## Texto original:
= = =
Desconfianza
He oído decir a diversa gente que el caso Aguiar-Huguet es el asunto de corrupción más grave de la época socialista. Afirmación que va acompañada siempre de un añadido: más grave incluso que el caso Roldán. El caso Roldán, dicen, era una forma más compacta de corrupción, por tanto más extirpable, mientras que el caso Aguiar-Huguet es una metástasis que afecta a las relaciones entre funcionarios y contribuyentes. No se trata de hacer un hit-parade de la corrupción, sino de situar a este fenómeno, que la nadería política ha convertido en el eje del debate democrático, en la desconfianza entre la Administración y la ciudadanía.
El Estado moderno tiene una relación represiva y asistencial con el ciudadano. El temor reverencial al poder médico (que tiene las llaves de nuestras vidas), la comprensión con los educadores que lidian con nuestros hijos todos los días por unos salarios modestos, y el limitado sentido de la exigencia democrática de una ciudadanía que a veces olvida que la asistencia es un derecho y no una benevolencia del poder, configura una relación sumamente mediatizada con el Estado asistencial. La medicina y la enseñanza son instituciones muy interiorizadas: el médico y el educador no son extraños, más bien sentimos dependencia de ellos. El policía, el juez, el inspector de Hacienda y el propio político son figuras externas, a las que nos aproximamos con la desconfianza que inspira el poder cuando resulta ajeno. La actuación represiva del Estado concierne fundamentalmente a la libertad y a la propiedad. O por lo menos así lo consideran los ciudadanos. Por eso se equivocó Borrell (y con él los justicieros que ahora están en apuros) pretendiendo, con agresivas y moralizantes campañas, que los ciudadanos pagaran no sólo por obligación sino por virtud. En una sociedad democrática es exigible que los ciudadanos cumplan la ley. Pero tienen todo el derecho a hacerlo contra su voluntad y con perfecta desgana.
= = =
## Extracto de datos:
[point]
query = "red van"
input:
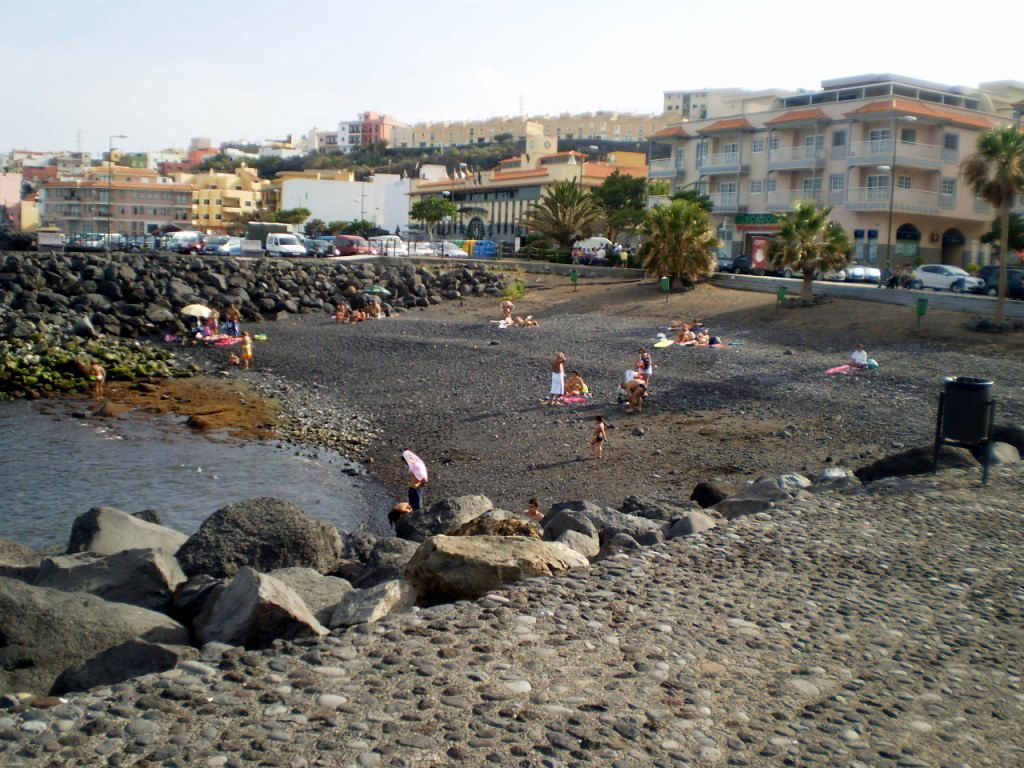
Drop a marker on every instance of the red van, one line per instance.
(351, 245)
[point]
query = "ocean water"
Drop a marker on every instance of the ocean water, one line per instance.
(54, 467)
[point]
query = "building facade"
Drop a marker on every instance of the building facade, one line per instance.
(493, 203)
(220, 200)
(609, 126)
(866, 146)
(129, 201)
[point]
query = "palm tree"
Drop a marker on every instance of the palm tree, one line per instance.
(679, 241)
(565, 213)
(808, 241)
(995, 173)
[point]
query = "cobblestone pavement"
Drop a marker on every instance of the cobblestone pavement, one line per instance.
(878, 628)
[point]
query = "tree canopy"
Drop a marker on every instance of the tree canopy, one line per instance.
(809, 242)
(679, 242)
(565, 213)
(995, 173)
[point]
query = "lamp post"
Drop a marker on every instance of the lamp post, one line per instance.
(110, 185)
(892, 188)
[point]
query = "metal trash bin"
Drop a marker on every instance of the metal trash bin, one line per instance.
(966, 418)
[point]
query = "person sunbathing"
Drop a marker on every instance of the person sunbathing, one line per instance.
(576, 386)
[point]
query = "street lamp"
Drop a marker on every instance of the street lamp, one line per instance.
(892, 189)
(110, 184)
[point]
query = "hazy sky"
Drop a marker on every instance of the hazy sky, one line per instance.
(163, 72)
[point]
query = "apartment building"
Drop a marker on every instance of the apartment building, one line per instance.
(129, 201)
(492, 203)
(865, 145)
(219, 200)
(609, 126)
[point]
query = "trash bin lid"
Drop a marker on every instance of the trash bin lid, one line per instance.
(967, 382)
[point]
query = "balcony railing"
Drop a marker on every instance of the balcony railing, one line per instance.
(877, 199)
(723, 162)
(795, 158)
(725, 202)
(782, 200)
(881, 152)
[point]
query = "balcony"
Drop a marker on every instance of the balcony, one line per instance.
(796, 158)
(722, 163)
(906, 201)
(908, 156)
(783, 200)
(667, 168)
(725, 202)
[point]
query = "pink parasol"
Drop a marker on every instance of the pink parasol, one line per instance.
(416, 465)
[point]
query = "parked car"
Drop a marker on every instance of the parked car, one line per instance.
(1015, 282)
(944, 278)
(283, 244)
(448, 249)
(352, 245)
(317, 247)
(214, 242)
(862, 273)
= = =
## Actividad:
Copia de nuevo, íntegro y sin ningún cambio, el texto sobre la desconfianza. Los registros no tienen ningún papel en esto.

## Espacio de respuesta:
Desconfianza
He oído decir a diversa gente que el caso Aguiar-Huguet es el asunto de corrupción más grave de la época socialista. Afirmación que va acompañada siempre de un añadido: más grave incluso que el caso Roldán. El caso Roldán, dicen, era una forma más compacta de corrupción, por tanto más extirpable, mientras que el caso Aguiar-Huguet es una metástasis que afecta a las relaciones entre funcionarios y contribuyentes. No se trata de hacer un hit-parade de la corrupción, sino de situar a este fenómeno, que la nadería política ha convertido en el eje del debate democrático, en la desconfianza entre la Administración y la ciudadanía.
El Estado moderno tiene una relación represiva y asistencial con el ciudadano. El temor reverencial al poder médico (que tiene las llaves de nuestras vidas), la comprensión con los educadores que lidian con nuestros hijos todos los días por unos salarios modestos, y el limitado sentido de la exigencia democrática de una ciudadanía que a veces olvida que la asistencia es un derecho y no una benevolencia del poder, configura una relación sumamente mediatizada con el Estado asistencial. La medicina y la enseñanza son instituciones muy interiorizadas: el médico y el educador no son extraños, más bien sentimos dependencia de ellos. El policía, el juez, el inspector de Hacienda y el propio político son figuras externas, a las que nos aproximamos con la desconfianza que inspira el poder cuando resulta ajeno. La actuación represiva del Estado concierne fundamentalmente a la libertad y a la propiedad. O por lo menos así lo consideran los ciudadanos. Por eso se equivocó Borrell (y con él los justicieros que ahora están en apuros) pretendiendo, con agresivas y moralizantes campañas, que los ciudadanos pagaran no sólo por obligación sino por virtud. En una sociedad democrática es exigible que los ciudadanos cumplan la ley. Pero tienen todo el derecho a hacerlo contra su voluntad y con perfecta desgana.